Written task:
Answer from the ClusterLabs fencing thread below:
1. How many seconds does the dc-deadtime parameter allow?
2. What TimeoutStartSec value does the systemd override file set?
3. How many seconds does the wait script sleep between peer checks?

Re: [ClusterLabs] HA domain controller fences newly joined node after fence_ipmilan delay even if transition was aborted.

2018-12-18 Thread Vitaly Zolotusky
Chris,
Thanks a lot for the info. I'll explore both options.
_Vitaly

> On December 18, 2018 at 11:13 AM Chris Walker  wrote:
> 
> 
> Looks like rhino66-left was scheduled for fencing because it was not present 
> 20 seconds (the dc-deadtime parameter) after rhino66-right started Pacemaker 
> (startup fencing).  I can think of a couple of ways to allow all nodes to 
> survive if they come up far apart in time (i.e., father apart than 
> dc-deadtime):
> 
> 1.  Increase dc-deadtime.  Unfortunately, the cluster always waits for 
> dc-deadtime to expire before starting resources, so this can delay your 
> cluster's startup.
> 
> 2.  As Ken mentioned, synchronize the starting of Corosync and Pacemaker.  I 
> did this with a simple ExecStartPre systemd script:
> 
> [root@bug0 ~]# cat /etc/systemd/system/corosync.service.d/ha_wait.conf
> [Service]
> ExecStartPre=/sbin/ha_wait.sh
> TimeoutStartSec=11min
> [root@bug0 ~]#
> 
> where ha_wait.sh has something like:
> 
> #!/bin/bash
> 
> timeout=600
> 
> peer=
> 
> echo "Waiting for ${peer}"
> peerup() {
>   systemctl -H ${peer} show -p ActiveState corosync.service 2> /dev/null | \
> egrep -q "=active|=reloading|=failed|=activating|=deactivating" && return > 0
>   return 1
> }
> 
> now=${SECONDS}
> while ! peerup && [ $((SECONDS-now)) -lt ${timeout} ]; do
>   echo -n .
>   sleep 5
> done
> 
> peerup && echo "${peer} is up starting HA" || echo "${peer} not up after 
> ${timeout} starting HA alone"

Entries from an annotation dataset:
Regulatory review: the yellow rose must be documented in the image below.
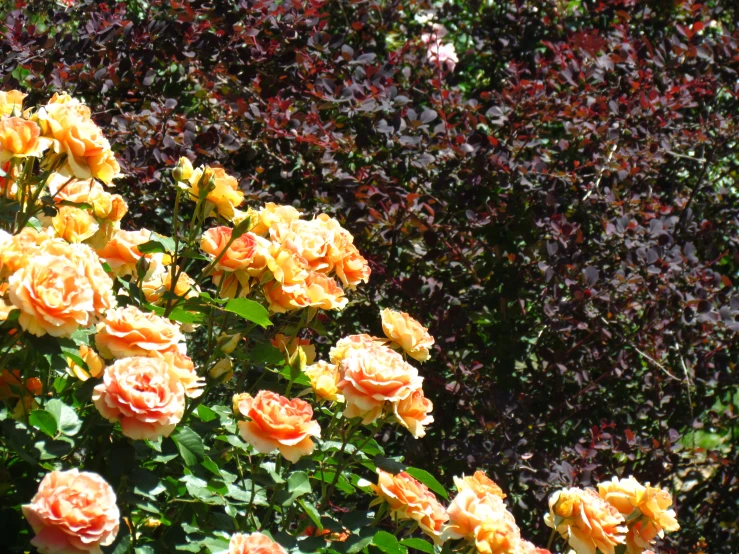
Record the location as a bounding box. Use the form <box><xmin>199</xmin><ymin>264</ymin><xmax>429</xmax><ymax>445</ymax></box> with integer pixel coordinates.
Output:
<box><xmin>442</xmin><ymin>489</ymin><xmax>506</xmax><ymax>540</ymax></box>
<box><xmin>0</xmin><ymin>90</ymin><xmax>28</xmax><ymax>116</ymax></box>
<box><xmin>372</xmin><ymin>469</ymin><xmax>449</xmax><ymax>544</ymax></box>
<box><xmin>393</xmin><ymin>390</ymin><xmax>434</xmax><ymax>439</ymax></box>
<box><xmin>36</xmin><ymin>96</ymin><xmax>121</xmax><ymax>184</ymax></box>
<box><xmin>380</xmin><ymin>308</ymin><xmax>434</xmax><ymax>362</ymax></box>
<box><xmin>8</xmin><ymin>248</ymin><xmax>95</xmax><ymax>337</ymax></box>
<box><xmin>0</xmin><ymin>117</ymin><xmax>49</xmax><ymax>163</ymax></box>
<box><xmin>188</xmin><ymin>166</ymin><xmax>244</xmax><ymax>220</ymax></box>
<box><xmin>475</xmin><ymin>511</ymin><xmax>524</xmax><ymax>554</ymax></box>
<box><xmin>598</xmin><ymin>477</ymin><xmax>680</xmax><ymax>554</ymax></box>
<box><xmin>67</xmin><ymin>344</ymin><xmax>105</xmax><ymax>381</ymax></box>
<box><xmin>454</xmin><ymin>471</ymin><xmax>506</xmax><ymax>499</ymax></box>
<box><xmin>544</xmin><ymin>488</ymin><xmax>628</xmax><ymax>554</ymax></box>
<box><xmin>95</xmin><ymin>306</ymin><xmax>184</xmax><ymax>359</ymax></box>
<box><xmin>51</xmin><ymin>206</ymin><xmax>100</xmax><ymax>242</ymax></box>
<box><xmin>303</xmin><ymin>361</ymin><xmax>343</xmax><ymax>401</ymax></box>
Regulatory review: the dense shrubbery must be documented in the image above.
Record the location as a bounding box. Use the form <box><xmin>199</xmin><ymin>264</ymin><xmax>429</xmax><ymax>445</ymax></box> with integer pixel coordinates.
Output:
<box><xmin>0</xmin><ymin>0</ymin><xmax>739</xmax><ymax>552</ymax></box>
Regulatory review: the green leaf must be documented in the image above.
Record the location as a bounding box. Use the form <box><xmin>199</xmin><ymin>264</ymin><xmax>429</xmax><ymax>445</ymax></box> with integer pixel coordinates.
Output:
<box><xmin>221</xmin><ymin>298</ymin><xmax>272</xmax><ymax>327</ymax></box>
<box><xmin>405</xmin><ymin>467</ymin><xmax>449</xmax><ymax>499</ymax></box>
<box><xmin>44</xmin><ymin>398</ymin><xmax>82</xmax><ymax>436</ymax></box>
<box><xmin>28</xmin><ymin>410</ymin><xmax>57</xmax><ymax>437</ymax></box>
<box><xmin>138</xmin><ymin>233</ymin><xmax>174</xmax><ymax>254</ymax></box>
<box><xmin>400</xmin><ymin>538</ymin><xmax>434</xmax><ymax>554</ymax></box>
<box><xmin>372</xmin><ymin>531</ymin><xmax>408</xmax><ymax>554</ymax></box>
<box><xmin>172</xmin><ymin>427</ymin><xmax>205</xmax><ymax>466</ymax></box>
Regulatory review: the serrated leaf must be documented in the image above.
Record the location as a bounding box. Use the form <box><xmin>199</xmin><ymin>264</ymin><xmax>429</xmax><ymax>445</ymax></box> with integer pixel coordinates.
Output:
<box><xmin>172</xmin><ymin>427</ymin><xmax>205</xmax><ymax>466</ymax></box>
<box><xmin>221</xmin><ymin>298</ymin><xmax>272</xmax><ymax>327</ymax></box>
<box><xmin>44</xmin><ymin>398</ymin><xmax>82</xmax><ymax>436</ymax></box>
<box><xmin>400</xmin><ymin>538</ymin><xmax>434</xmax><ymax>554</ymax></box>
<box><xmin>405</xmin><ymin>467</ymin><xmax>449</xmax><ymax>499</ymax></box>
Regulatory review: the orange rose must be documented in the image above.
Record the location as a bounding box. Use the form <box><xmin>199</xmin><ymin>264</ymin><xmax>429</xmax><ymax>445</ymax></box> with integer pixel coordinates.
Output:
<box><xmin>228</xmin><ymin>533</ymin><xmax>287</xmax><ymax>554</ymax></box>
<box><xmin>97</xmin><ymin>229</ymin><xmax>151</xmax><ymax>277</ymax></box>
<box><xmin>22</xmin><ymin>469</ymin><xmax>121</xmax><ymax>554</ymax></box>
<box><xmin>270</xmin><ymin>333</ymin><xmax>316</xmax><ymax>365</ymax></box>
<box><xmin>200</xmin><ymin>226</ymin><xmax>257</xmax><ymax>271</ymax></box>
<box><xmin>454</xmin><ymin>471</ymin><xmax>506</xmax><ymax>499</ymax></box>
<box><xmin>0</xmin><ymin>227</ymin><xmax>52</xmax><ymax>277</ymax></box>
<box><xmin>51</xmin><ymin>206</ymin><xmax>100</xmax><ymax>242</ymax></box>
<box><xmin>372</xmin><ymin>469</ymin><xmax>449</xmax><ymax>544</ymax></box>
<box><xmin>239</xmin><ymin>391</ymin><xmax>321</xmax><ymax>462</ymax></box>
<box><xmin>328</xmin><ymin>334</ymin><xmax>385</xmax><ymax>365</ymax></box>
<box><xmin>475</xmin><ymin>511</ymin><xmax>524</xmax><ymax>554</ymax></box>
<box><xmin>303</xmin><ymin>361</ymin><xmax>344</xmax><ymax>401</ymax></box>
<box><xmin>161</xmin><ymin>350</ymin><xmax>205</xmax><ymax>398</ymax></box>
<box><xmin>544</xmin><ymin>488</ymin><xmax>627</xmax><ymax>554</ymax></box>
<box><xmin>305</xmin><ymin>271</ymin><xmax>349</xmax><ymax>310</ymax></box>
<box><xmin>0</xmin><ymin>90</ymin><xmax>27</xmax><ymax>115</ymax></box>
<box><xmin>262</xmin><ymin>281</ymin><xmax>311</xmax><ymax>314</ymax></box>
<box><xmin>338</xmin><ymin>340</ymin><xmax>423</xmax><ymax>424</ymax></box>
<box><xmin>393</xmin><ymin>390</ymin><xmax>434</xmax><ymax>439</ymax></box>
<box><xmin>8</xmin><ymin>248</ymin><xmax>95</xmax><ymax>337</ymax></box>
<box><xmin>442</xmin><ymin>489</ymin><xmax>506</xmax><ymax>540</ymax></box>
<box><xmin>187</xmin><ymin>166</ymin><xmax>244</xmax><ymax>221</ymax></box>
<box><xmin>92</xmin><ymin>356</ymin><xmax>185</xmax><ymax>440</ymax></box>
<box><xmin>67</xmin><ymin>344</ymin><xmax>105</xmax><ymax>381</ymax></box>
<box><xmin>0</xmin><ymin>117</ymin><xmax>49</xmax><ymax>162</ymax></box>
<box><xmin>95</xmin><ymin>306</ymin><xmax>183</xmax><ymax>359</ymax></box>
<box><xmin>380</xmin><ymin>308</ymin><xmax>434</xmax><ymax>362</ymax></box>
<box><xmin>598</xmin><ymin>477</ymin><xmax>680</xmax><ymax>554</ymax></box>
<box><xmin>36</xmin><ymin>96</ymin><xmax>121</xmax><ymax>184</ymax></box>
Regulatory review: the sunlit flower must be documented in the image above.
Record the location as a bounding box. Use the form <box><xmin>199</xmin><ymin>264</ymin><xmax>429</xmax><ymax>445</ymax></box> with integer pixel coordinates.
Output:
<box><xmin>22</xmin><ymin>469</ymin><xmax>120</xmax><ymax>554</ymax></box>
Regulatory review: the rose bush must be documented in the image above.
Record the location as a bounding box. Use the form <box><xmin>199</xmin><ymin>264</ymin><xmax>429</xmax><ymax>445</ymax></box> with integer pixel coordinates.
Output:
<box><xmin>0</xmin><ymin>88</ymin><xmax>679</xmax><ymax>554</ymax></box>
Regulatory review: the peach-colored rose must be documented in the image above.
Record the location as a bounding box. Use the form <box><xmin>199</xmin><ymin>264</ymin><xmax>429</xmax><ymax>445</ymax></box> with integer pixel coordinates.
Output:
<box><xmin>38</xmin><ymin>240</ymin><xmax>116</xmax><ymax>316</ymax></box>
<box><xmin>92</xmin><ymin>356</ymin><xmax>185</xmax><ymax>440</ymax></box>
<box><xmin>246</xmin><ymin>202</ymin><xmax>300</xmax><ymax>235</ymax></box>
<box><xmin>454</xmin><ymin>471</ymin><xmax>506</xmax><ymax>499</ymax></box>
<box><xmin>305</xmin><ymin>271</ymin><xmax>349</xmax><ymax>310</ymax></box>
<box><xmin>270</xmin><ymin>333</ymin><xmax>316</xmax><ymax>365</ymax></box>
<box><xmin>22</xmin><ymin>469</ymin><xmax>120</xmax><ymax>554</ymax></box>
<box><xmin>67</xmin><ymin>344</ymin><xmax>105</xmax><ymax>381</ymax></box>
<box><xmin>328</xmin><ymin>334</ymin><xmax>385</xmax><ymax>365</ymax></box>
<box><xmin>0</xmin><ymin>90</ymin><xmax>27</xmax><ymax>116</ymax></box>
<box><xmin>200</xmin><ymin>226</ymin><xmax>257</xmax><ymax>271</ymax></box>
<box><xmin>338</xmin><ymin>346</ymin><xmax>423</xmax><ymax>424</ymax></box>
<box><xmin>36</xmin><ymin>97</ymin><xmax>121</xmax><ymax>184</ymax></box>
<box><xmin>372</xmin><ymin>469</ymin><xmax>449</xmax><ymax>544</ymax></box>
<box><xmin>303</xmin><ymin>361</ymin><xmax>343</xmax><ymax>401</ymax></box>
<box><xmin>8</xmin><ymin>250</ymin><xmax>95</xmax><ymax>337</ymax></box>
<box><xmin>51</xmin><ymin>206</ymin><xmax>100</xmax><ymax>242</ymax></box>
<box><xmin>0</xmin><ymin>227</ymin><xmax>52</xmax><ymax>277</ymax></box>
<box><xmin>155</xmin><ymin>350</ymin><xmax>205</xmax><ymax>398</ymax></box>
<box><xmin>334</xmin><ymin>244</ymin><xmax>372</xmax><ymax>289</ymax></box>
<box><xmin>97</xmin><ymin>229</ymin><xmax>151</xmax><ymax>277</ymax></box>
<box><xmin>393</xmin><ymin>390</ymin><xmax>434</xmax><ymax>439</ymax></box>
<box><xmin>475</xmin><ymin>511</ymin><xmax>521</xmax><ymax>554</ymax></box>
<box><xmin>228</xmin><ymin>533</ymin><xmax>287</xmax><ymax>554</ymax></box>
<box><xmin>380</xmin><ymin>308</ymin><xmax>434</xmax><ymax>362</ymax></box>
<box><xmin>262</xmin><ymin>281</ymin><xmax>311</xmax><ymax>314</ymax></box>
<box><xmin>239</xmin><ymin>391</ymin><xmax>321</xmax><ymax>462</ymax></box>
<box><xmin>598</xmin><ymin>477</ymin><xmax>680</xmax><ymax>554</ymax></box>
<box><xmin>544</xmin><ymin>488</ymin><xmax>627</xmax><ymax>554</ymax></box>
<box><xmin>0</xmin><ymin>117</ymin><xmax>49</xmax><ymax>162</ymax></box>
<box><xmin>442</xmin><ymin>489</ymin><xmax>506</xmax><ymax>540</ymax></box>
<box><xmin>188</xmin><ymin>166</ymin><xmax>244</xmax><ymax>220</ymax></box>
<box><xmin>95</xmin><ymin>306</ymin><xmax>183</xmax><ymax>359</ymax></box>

Complete response:
1. 20 seconds
2. 11min
3. 5 seconds